= Work to be completed =
Within the entries below, how many lines carry the word "dark"? State the number and stop.

= Input for this task =
────────────────
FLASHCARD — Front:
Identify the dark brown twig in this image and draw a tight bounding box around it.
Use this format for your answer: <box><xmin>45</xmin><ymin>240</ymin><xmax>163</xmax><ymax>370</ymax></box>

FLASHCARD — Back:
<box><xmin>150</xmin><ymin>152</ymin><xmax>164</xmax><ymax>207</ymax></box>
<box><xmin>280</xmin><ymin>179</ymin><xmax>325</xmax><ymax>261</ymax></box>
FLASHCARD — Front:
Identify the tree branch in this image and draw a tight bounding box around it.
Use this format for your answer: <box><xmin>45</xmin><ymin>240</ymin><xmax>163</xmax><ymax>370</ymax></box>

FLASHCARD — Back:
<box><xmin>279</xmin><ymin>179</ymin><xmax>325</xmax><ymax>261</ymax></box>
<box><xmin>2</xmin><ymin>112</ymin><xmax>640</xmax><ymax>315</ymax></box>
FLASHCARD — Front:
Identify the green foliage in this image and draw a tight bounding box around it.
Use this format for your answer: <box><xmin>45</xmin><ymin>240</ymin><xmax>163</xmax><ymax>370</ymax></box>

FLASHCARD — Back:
────────────────
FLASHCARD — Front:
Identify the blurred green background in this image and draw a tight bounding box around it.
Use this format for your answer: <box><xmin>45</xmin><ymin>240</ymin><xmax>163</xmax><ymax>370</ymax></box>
────────────────
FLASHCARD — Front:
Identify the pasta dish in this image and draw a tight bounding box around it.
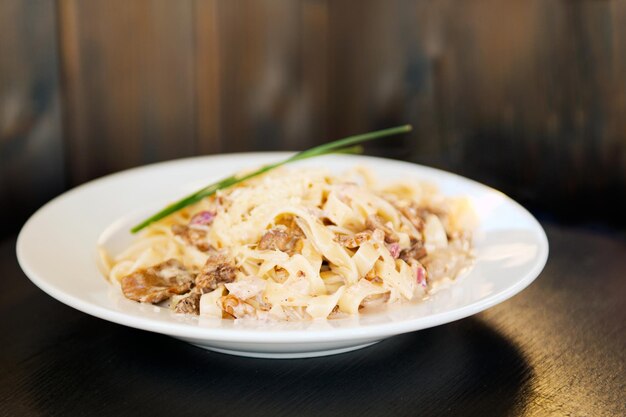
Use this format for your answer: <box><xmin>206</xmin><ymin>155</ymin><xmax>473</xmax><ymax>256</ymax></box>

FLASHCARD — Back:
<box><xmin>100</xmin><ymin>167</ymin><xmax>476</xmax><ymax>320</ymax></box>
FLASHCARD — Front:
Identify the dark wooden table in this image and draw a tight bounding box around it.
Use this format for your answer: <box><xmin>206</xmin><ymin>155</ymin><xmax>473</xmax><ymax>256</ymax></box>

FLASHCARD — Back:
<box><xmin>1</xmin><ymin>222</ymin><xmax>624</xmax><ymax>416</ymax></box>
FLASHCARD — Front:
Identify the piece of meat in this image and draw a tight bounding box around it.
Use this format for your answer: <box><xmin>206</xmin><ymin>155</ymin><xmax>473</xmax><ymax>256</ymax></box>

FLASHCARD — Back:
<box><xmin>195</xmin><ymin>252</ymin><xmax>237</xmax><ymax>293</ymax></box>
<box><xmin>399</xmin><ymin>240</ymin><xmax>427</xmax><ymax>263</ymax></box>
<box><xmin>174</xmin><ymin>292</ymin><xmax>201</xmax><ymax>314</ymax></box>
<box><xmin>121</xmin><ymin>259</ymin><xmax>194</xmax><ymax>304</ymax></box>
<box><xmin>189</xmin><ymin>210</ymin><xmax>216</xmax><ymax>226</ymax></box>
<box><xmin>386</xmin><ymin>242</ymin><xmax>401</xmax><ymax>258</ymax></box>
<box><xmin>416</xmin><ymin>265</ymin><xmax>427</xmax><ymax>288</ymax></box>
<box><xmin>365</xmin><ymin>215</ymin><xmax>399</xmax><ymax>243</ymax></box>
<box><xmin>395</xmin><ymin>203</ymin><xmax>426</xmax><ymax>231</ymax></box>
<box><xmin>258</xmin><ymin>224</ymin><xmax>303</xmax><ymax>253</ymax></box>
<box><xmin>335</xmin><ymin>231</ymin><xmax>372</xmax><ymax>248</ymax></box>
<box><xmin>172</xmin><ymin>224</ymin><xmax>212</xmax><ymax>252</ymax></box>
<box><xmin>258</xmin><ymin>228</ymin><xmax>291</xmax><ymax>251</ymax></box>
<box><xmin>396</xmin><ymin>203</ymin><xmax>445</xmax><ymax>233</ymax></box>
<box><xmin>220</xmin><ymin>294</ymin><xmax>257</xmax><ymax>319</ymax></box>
────────────────
= Answer to the problem =
2